Rows from a box labeling dataset
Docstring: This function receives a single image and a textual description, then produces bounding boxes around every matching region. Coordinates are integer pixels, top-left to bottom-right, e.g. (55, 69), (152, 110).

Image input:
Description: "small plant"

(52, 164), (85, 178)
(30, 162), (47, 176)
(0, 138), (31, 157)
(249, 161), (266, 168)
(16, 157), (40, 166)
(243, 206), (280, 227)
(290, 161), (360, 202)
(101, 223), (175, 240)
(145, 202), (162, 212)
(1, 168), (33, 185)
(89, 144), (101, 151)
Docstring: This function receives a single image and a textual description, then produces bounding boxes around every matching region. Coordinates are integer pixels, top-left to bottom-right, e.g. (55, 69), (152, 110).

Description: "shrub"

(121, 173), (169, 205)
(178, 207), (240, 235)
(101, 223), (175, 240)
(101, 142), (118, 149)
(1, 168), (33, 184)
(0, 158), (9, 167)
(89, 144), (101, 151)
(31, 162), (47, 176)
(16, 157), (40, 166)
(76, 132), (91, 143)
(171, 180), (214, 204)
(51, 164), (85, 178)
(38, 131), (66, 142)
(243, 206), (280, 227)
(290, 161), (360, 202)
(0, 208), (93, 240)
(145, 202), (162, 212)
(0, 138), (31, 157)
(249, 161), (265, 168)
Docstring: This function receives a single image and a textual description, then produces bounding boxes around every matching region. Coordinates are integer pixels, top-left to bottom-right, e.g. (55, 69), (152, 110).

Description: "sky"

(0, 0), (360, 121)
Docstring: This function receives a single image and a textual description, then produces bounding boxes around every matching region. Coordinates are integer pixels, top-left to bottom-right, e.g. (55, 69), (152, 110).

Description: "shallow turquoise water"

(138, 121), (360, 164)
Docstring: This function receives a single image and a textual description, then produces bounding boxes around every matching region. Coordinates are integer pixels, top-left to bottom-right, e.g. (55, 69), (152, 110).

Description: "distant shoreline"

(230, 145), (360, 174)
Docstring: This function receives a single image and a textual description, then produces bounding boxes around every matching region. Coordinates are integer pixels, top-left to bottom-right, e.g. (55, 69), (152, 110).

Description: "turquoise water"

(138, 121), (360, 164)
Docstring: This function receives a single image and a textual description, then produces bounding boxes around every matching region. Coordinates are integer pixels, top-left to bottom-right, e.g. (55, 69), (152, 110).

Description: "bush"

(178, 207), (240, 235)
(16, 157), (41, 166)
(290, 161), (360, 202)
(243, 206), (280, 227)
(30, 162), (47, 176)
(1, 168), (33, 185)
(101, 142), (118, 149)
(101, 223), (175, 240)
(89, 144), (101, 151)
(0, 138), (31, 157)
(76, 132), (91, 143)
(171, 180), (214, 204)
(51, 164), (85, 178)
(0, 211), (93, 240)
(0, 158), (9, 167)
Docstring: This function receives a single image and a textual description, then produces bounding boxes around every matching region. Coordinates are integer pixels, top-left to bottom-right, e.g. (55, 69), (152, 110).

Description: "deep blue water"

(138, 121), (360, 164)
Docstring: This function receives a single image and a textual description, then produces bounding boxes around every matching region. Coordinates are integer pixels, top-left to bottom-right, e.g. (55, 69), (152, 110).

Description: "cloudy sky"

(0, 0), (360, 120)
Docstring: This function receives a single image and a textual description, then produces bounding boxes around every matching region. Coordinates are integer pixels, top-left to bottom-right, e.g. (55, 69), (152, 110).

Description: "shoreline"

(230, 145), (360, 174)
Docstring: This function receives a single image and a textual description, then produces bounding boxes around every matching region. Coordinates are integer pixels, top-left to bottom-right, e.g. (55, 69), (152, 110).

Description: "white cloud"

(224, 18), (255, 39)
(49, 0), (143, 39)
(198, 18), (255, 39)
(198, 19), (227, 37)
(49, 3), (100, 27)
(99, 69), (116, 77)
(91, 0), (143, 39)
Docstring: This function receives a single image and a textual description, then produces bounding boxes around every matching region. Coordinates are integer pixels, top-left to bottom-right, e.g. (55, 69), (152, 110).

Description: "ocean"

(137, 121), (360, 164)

- _What the exercise asks_
Retype the records in full. Keep every line identical to the original.

- _Written reply_
Docstring: This function receives a single image and a textual description, then produces bounding boxes around every matching region. Coordinates are integer pixels, top-left to bottom-right, e.g. (55, 69), (152, 110).

Image input:
Description: "small plant"

(52, 164), (85, 178)
(30, 162), (47, 176)
(0, 138), (31, 157)
(249, 161), (266, 168)
(16, 157), (40, 166)
(243, 206), (280, 227)
(290, 161), (360, 202)
(101, 223), (175, 240)
(145, 202), (162, 212)
(1, 168), (33, 185)
(89, 144), (101, 151)
Docstring: This function receives a single image and a textual description, then produces bounding boxes around every matching region. Coordinates are integer pixels, top-left to bottom-right, e.g. (55, 69), (152, 110).

Description: "shrub"

(121, 173), (169, 205)
(178, 207), (240, 235)
(101, 223), (175, 240)
(101, 142), (118, 149)
(1, 168), (33, 184)
(0, 158), (9, 167)
(89, 144), (101, 151)
(31, 162), (47, 176)
(16, 157), (40, 166)
(76, 132), (91, 143)
(171, 180), (214, 204)
(51, 164), (85, 178)
(38, 131), (66, 142)
(243, 206), (280, 227)
(290, 161), (360, 202)
(0, 208), (93, 240)
(145, 202), (162, 212)
(0, 138), (31, 157)
(249, 161), (265, 168)
Docstring: This function receives a single image and a textual description, then produces bounding boxes around every matching region. Coordinates are integer pixels, top-left to bottom-right, e.g. (55, 69), (152, 110).

Description: "sky"

(0, 0), (360, 121)
Docstring: This function receives a single image and a textual description, then produces bounding boxes around every matching region. Coordinates are integer pixels, top-left to bottom-right, e.g. (55, 69), (152, 110).

Description: "shallow turquoise water"

(138, 121), (360, 164)
Docstring: This function receives a single image and a textual description, then produces bounding boxes around every matching region. Coordinates are integer pixels, top-left to bottom-right, e.g. (55, 69), (152, 110).

Description: "distant shoreline"

(230, 145), (360, 174)
Docstring: This function receives a single image and a textual description, then produces bounding boxes around every matching region. Coordinates are integer pixels, top-left to bottom-right, e.g. (55, 69), (152, 110).

Description: "turquoise water"

(138, 121), (360, 164)
Docstring: This function receives a single image and a textual description, then produces bounding boxes around every matching region. Coordinates are integer pixels, top-left to bottom-right, e.g. (55, 69), (152, 110).

Description: "bush"

(178, 207), (240, 235)
(16, 157), (41, 166)
(290, 161), (360, 202)
(243, 206), (280, 227)
(30, 162), (47, 176)
(1, 168), (33, 185)
(101, 142), (118, 149)
(101, 223), (175, 240)
(89, 144), (101, 151)
(0, 138), (31, 157)
(76, 132), (91, 143)
(171, 180), (214, 204)
(51, 164), (85, 178)
(0, 211), (93, 240)
(0, 158), (9, 167)
Docstring: This function receives a single image and a textual description, then produces bounding boxes around every matching region. Coordinates are integer pixels, top-left to bottom-right, e.g. (55, 69), (152, 110).

Description: "deep blue water"

(138, 121), (360, 164)
Docstring: This function receives a single image and a textual description, then produces bounding boxes around every matching region. Coordinates are integer pixels, top-left to bottom-right, e.g. (55, 69), (152, 110).

Description: "cloudy sky"

(0, 0), (360, 120)
Docstring: This function receives a single image and a textual description, then produces bounding boxes around every matching region. Coordinates are integer pixels, top-left to bottom-right, e.g. (55, 69), (152, 110).

Description: "shoreline"

(230, 145), (360, 174)
Docstring: This function receives a single image and a textual description, then produces bounding boxes around every matching region. Coordinates are integer pixels, top-left to bottom-right, e.g. (55, 69), (152, 110).

Description: "white cloud"

(224, 18), (255, 39)
(49, 0), (143, 39)
(198, 18), (255, 39)
(198, 19), (227, 37)
(49, 3), (100, 27)
(99, 69), (116, 77)
(91, 0), (143, 39)
Docstring: This function receives a single image and a textual description, then produces bounding boxes around every matching region. Coordinates are integer pixels, top-left to bottom-right, e.g. (55, 69), (152, 110).

Description: "ocean"

(137, 121), (360, 164)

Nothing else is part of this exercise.